Input:

_ _ _ _ _ _ _

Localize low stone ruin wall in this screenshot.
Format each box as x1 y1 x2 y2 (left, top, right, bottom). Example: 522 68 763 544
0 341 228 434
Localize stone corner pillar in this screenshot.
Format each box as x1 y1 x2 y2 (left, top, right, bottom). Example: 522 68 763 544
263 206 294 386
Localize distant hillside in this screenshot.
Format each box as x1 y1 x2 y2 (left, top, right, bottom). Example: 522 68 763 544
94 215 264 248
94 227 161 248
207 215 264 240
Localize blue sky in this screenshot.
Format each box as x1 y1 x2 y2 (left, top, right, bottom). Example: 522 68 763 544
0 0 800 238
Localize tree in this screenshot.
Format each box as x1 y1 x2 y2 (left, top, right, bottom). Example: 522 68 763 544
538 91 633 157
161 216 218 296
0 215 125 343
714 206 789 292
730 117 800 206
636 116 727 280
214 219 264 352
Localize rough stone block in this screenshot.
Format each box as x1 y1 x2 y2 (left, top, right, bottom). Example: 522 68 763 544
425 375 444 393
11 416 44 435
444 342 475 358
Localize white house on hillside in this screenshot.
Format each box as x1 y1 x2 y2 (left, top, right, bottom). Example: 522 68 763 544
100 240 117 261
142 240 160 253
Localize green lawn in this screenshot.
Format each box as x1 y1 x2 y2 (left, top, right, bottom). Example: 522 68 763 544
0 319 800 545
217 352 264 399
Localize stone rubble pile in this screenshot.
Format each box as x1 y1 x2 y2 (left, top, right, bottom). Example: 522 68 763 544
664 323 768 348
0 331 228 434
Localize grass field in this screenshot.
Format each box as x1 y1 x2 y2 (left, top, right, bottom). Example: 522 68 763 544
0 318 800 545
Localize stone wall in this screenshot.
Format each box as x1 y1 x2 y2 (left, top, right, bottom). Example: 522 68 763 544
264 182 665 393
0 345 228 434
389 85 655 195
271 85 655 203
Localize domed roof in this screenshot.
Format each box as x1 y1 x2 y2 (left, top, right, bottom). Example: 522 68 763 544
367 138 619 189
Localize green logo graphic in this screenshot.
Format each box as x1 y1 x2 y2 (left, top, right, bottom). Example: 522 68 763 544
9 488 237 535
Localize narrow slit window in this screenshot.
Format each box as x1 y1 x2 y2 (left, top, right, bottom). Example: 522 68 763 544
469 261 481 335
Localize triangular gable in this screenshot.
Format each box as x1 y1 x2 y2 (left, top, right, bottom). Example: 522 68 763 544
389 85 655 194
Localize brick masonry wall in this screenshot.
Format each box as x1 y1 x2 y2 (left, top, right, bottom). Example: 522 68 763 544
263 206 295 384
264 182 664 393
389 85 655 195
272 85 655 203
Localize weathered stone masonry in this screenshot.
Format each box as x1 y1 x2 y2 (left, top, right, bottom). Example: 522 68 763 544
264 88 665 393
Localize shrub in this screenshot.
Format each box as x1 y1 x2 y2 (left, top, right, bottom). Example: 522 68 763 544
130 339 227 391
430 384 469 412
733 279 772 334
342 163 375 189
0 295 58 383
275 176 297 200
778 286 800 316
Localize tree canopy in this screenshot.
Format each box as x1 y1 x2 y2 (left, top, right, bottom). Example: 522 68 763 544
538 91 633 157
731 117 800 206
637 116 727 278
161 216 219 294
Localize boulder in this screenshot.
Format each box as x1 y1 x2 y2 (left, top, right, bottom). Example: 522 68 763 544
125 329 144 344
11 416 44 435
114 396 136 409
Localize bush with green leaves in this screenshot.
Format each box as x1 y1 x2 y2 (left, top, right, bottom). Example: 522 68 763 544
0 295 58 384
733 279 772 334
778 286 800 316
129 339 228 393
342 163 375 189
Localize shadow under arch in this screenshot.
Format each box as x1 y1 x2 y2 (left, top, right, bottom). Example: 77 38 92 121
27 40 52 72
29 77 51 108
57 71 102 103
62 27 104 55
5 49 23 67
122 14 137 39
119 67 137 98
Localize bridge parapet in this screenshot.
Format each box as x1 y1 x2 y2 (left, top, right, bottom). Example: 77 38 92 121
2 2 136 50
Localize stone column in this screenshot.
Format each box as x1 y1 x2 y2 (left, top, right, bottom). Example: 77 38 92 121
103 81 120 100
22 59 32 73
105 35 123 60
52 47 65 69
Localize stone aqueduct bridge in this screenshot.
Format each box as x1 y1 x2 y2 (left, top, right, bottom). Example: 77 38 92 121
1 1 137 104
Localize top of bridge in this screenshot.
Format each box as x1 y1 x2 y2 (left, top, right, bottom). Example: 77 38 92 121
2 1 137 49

_ _ _ _ _ _ _

Problem statement: Collect every line of the entries above that contains the word "hillside", treating case as significant.

Task answer:
Localize distant hillside in this screenshot.
Localize white house on hillside in this screenshot.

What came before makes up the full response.